» **Work required**
Set down each line of the data below exactly as it stands, dropping the pictures.
====== Record set
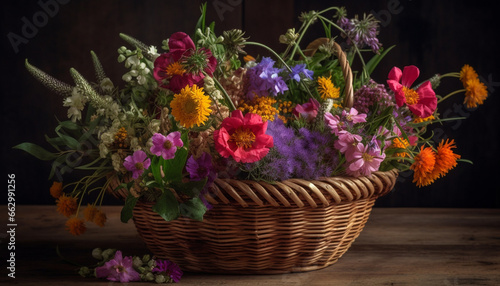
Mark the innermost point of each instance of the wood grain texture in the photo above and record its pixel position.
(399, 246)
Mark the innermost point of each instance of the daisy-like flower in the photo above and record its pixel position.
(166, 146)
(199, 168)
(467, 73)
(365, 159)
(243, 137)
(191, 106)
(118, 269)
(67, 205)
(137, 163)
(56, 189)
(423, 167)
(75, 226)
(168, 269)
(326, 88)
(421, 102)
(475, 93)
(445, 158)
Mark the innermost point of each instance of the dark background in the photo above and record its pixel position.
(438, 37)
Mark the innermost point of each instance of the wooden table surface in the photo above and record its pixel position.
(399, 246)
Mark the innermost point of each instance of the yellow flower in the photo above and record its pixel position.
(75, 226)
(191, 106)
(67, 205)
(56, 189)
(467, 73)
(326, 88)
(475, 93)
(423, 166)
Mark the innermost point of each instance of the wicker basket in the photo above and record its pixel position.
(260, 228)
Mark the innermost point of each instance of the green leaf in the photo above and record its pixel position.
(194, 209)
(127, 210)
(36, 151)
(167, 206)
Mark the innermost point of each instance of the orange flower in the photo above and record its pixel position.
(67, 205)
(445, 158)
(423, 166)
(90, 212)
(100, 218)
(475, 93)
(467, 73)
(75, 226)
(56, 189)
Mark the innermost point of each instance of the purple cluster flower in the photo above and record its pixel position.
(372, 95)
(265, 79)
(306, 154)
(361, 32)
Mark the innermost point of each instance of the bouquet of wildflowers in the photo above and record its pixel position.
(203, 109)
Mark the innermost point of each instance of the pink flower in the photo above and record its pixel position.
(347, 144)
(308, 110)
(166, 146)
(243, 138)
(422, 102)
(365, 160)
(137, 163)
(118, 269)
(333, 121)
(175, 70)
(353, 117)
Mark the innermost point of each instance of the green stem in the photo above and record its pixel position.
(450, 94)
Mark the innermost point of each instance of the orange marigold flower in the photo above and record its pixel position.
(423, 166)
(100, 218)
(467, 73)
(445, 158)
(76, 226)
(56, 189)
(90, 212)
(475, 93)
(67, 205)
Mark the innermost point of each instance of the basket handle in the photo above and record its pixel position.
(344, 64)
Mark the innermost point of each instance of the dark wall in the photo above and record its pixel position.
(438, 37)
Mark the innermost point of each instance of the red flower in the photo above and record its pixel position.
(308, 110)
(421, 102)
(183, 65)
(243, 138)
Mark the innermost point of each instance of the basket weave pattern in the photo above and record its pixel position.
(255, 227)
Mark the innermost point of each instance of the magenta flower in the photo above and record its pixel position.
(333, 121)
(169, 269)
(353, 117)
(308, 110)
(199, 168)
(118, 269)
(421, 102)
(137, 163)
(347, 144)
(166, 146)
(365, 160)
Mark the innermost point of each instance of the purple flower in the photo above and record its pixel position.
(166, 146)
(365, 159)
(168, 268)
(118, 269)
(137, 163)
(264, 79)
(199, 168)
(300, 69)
============
» **Solution for this exercise**
Mark the innermost point of each instance of the wood grain texture in the photo above and record its pixel position.
(399, 246)
Mark the innermost point of each instance of the daisy-like flower in the photo above and record its pixel position.
(166, 146)
(199, 168)
(467, 73)
(365, 159)
(243, 137)
(191, 106)
(118, 269)
(67, 205)
(137, 163)
(56, 189)
(423, 167)
(75, 226)
(168, 269)
(326, 88)
(421, 102)
(475, 93)
(445, 158)
Mark the innermost point of each instance of the dark background in the photo above and record its pixel position.
(438, 37)
Mark the innermost point of each instance of the wooden table surface in the photo above and record its pixel position.
(399, 246)
Mark the innermost point of each instance of the yellow flower in the photo above and record its pixel position.
(75, 226)
(191, 106)
(67, 205)
(56, 189)
(467, 73)
(326, 88)
(475, 93)
(423, 166)
Mark the innermost point of each instance of the wicker basket in the photo above and record its pixel position.
(260, 228)
Mark the innermost point of each instance of the green leaf in the photo above and record its pixel position.
(194, 209)
(127, 210)
(36, 151)
(167, 206)
Mark the innermost point of each instance of the orange flower in the photo above and record its pixel position.
(67, 205)
(445, 158)
(423, 166)
(90, 212)
(100, 218)
(475, 93)
(467, 73)
(75, 226)
(56, 189)
Mark the innermost point of each instance of the purple cluster flower in the photo above and record its pixel position.
(372, 95)
(265, 79)
(306, 154)
(361, 32)
Mark the innermost point of each instance of the bouquet of wildflowers in the photo above and record its pixel position.
(203, 109)
Mark the innermost point of each instance of the pink flower in the photo above and record its pixel position.
(347, 144)
(308, 110)
(166, 146)
(243, 138)
(422, 102)
(365, 160)
(137, 163)
(118, 269)
(333, 121)
(175, 70)
(353, 117)
Mark the innermost point of each instance of the green stem in the photo above and record its pixel position.
(450, 94)
Mark the innermost point of each instance of the orange marigold flower in the photo above and record its pixel position.
(423, 166)
(100, 218)
(467, 73)
(445, 158)
(76, 226)
(56, 189)
(90, 212)
(475, 93)
(67, 205)
Mark the innermost point of each instance of the basket handle in the photo above and record its pixel position.
(344, 64)
Mark the innermost point of each instance of the dark wall in the photo above and record its pixel position.
(438, 37)
Mark the innermost point of each instance of the red flower in the photo above and record its pixel position.
(308, 110)
(421, 102)
(183, 65)
(243, 138)
Mark the innermost point of each instance of the basket weave pattern in the photo above and record its pixel position.
(255, 227)
Mark the innermost point of each instance of the magenta flower in the photo above and record its pixel position.
(333, 121)
(169, 269)
(353, 117)
(308, 110)
(199, 168)
(118, 269)
(421, 102)
(137, 163)
(347, 144)
(166, 146)
(365, 160)
Mark the innermost point of each instance of the purple flower in the photo above and record its pixel position.
(166, 146)
(365, 159)
(168, 268)
(118, 269)
(137, 163)
(264, 79)
(199, 168)
(300, 69)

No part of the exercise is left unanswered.